* begin *

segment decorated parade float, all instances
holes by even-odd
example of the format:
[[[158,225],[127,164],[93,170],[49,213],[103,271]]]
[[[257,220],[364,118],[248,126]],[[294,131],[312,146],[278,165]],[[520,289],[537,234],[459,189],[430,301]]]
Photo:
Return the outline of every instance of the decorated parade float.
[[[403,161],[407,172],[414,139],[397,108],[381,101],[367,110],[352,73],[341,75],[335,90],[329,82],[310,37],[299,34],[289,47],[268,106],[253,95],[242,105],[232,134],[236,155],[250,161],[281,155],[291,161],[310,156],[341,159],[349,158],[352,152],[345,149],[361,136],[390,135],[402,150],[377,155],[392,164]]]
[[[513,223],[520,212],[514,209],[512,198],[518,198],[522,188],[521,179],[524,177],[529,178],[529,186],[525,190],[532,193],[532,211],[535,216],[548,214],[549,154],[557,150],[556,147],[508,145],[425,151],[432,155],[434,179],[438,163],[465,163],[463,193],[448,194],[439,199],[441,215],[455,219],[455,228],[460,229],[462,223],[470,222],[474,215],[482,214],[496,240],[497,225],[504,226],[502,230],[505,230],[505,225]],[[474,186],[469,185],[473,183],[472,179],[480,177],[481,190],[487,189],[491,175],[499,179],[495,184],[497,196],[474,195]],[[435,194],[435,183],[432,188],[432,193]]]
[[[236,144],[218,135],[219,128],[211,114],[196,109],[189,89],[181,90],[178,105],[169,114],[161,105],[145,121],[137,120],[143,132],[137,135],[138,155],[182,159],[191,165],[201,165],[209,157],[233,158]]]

* end *

» WHAT THE TASK REQUIRES
Return the lines of the material exactly as they appear, from the very first line through the line containing "Return the outline", both included.

» FULL RESPONSE
segment decorated parade float, all instances
holes by even-odd
example of the format:
[[[158,225],[127,164],[93,170],[49,213],[103,271]]]
[[[257,220],[364,118],[248,126]],[[294,131],[312,146],[278,165]],[[520,289],[537,234],[459,189],[430,301]]]
Photo:
Return the outline of every instance of the decorated parade float.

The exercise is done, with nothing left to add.